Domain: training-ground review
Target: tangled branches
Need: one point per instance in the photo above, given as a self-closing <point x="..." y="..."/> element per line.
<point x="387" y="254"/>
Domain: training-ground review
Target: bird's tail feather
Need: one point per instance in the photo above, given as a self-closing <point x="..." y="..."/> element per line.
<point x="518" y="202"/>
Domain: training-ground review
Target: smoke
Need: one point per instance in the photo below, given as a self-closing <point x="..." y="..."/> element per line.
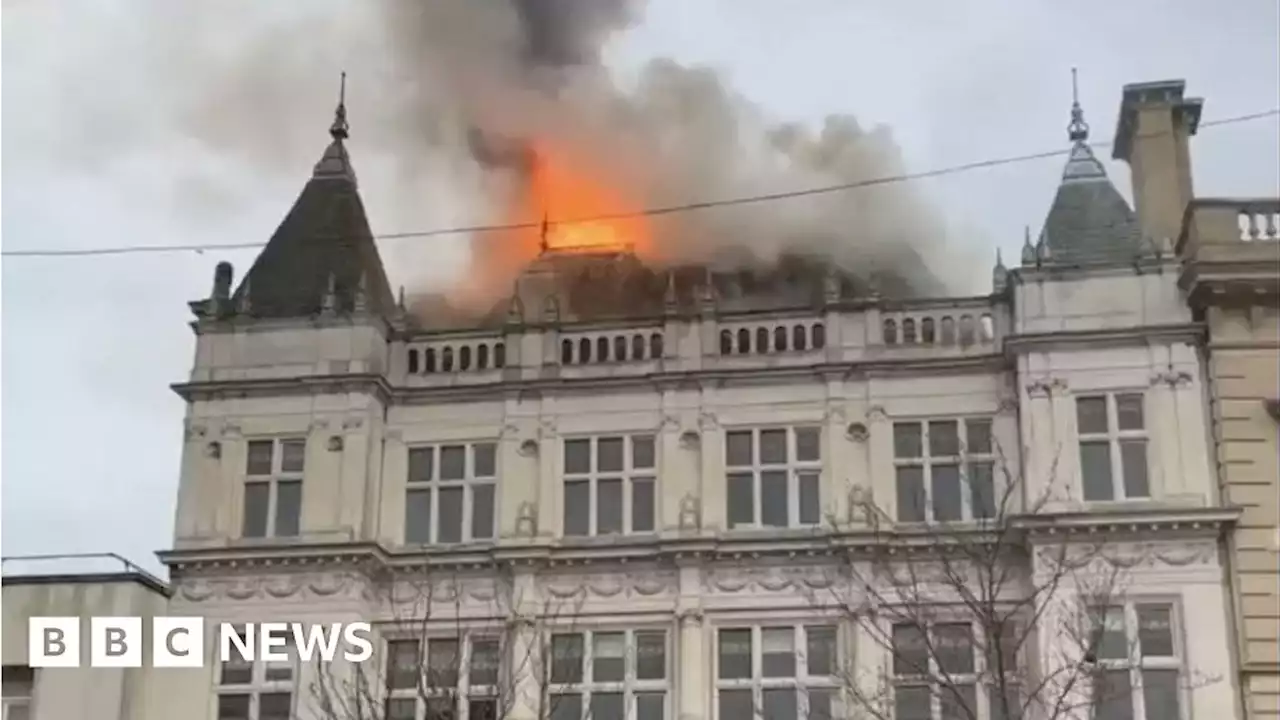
<point x="447" y="94"/>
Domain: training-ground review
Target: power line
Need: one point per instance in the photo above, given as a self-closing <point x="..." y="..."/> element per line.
<point x="650" y="212"/>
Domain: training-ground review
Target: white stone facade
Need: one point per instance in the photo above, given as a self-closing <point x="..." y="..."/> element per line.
<point x="849" y="404"/>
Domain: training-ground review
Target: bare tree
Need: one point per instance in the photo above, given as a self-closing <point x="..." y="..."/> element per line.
<point x="449" y="641"/>
<point x="973" y="621"/>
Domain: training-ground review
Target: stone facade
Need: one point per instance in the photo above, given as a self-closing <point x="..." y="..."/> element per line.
<point x="714" y="510"/>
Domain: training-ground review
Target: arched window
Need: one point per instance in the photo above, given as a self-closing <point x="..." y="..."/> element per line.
<point x="890" y="332"/>
<point x="656" y="346"/>
<point x="967" y="329"/>
<point x="949" y="331"/>
<point x="988" y="328"/>
<point x="908" y="332"/>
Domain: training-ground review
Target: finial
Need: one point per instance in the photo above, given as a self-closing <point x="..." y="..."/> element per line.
<point x="1079" y="130"/>
<point x="361" y="301"/>
<point x="330" y="296"/>
<point x="339" y="127"/>
<point x="245" y="306"/>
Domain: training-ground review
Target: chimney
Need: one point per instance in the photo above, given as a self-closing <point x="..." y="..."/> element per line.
<point x="1152" y="133"/>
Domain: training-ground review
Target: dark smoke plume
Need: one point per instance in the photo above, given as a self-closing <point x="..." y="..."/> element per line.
<point x="446" y="94"/>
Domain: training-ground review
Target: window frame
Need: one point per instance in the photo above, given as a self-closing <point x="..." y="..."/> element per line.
<point x="631" y="684"/>
<point x="629" y="475"/>
<point x="1134" y="661"/>
<point x="273" y="481"/>
<point x="800" y="680"/>
<point x="467" y="483"/>
<point x="794" y="468"/>
<point x="464" y="691"/>
<point x="964" y="461"/>
<point x="1115" y="437"/>
<point x="259" y="683"/>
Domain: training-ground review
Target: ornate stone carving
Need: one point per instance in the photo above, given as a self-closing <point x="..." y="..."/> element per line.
<point x="193" y="432"/>
<point x="768" y="579"/>
<point x="526" y="520"/>
<point x="1046" y="387"/>
<point x="1173" y="378"/>
<point x="856" y="432"/>
<point x="690" y="513"/>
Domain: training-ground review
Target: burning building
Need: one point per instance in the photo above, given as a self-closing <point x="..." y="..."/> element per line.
<point x="643" y="484"/>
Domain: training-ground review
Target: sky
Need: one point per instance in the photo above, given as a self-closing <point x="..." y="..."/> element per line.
<point x="96" y="154"/>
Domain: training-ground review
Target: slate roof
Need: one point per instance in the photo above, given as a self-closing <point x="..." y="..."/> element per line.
<point x="1089" y="222"/>
<point x="324" y="238"/>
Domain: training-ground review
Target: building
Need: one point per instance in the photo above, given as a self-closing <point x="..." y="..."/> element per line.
<point x="798" y="495"/>
<point x="1232" y="278"/>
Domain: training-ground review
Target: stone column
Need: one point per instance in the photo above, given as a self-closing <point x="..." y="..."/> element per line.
<point x="693" y="665"/>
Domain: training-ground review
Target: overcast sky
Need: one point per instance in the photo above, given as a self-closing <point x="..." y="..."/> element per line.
<point x="92" y="156"/>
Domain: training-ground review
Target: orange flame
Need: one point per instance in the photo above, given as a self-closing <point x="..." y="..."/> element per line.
<point x="585" y="210"/>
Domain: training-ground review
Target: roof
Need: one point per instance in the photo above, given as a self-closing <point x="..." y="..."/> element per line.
<point x="324" y="244"/>
<point x="1089" y="222"/>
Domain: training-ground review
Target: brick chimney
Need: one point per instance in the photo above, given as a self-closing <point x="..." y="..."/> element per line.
<point x="1152" y="136"/>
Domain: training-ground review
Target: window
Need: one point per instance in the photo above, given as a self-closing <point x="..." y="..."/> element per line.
<point x="1112" y="446"/>
<point x="609" y="486"/>
<point x="945" y="470"/>
<point x="935" y="674"/>
<point x="1138" y="665"/>
<point x="273" y="488"/>
<point x="451" y="493"/>
<point x="255" y="689"/>
<point x="780" y="673"/>
<point x="442" y="679"/>
<point x="611" y="675"/>
<point x="772" y="477"/>
<point x="19" y="684"/>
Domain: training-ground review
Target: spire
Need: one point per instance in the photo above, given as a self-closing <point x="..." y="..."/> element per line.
<point x="1078" y="131"/>
<point x="339" y="127"/>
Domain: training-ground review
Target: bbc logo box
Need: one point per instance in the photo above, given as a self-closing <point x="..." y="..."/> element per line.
<point x="115" y="642"/>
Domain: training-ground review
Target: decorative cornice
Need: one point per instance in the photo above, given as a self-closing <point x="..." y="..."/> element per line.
<point x="1105" y="337"/>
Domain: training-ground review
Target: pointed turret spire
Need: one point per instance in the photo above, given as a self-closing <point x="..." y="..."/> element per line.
<point x="1078" y="131"/>
<point x="339" y="128"/>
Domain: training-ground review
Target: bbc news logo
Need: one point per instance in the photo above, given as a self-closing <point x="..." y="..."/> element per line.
<point x="179" y="642"/>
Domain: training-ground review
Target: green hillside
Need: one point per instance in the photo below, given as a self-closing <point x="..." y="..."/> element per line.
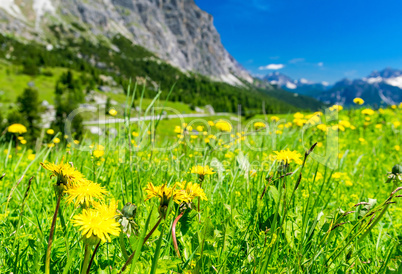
<point x="33" y="63"/>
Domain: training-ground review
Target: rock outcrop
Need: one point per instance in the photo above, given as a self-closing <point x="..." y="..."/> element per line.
<point x="177" y="31"/>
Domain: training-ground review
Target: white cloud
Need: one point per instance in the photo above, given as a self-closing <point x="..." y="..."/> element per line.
<point x="272" y="66"/>
<point x="296" y="60"/>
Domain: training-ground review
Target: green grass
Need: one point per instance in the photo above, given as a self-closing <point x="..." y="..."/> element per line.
<point x="259" y="217"/>
<point x="13" y="82"/>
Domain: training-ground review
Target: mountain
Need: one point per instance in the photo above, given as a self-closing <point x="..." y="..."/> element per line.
<point x="176" y="31"/>
<point x="379" y="88"/>
<point x="302" y="86"/>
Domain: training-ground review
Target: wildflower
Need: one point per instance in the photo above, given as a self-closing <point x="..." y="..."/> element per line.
<point x="178" y="130"/>
<point x="65" y="173"/>
<point x="298" y="115"/>
<point x="368" y="111"/>
<point x="98" y="224"/>
<point x="322" y="127"/>
<point x="259" y="125"/>
<point x="202" y="170"/>
<point x="113" y="112"/>
<point x="165" y="193"/>
<point x="336" y="108"/>
<point x="17" y="128"/>
<point x="337" y="175"/>
<point x="99" y="151"/>
<point x="223" y="126"/>
<point x="193" y="190"/>
<point x="358" y="101"/>
<point x="287" y="156"/>
<point x="85" y="193"/>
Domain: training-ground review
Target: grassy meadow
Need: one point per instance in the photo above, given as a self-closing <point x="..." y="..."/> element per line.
<point x="299" y="193"/>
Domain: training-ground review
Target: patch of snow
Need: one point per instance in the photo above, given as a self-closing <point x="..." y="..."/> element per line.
<point x="10" y="7"/>
<point x="373" y="80"/>
<point x="41" y="7"/>
<point x="387" y="100"/>
<point x="231" y="79"/>
<point x="395" y="81"/>
<point x="290" y="85"/>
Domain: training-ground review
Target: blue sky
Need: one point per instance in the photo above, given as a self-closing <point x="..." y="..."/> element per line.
<point x="320" y="40"/>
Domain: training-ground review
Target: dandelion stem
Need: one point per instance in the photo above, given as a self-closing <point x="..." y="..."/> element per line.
<point x="145" y="239"/>
<point x="86" y="258"/>
<point x="92" y="258"/>
<point x="49" y="244"/>
<point x="176" y="247"/>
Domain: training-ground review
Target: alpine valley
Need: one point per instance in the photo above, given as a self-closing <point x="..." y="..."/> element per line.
<point x="163" y="43"/>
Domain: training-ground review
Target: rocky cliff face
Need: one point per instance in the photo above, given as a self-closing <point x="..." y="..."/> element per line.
<point x="178" y="31"/>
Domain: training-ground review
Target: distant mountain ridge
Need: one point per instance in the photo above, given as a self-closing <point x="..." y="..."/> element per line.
<point x="378" y="88"/>
<point x="382" y="87"/>
<point x="301" y="86"/>
<point x="177" y="31"/>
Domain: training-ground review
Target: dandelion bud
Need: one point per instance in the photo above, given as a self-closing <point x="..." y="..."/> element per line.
<point x="129" y="210"/>
<point x="397" y="169"/>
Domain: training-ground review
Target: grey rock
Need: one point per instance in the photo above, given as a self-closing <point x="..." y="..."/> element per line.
<point x="177" y="31"/>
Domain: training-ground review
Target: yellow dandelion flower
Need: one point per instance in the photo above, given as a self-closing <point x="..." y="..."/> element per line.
<point x="336" y="108"/>
<point x="193" y="190"/>
<point x="17" y="128"/>
<point x="322" y="127"/>
<point x="223" y="126"/>
<point x="368" y="111"/>
<point x="98" y="153"/>
<point x="85" y="193"/>
<point x="358" y="101"/>
<point x="275" y="119"/>
<point x="65" y="173"/>
<point x="95" y="225"/>
<point x="113" y="112"/>
<point x="287" y="156"/>
<point x="202" y="170"/>
<point x="259" y="125"/>
<point x="165" y="193"/>
<point x="298" y="115"/>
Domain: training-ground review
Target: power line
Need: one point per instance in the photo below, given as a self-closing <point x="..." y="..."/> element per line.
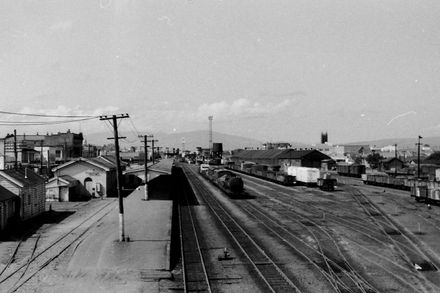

= = =

- [Work to do] Tally the lines in the data above that contain the word "green". Reply with the number alone.

- [Full answer] 2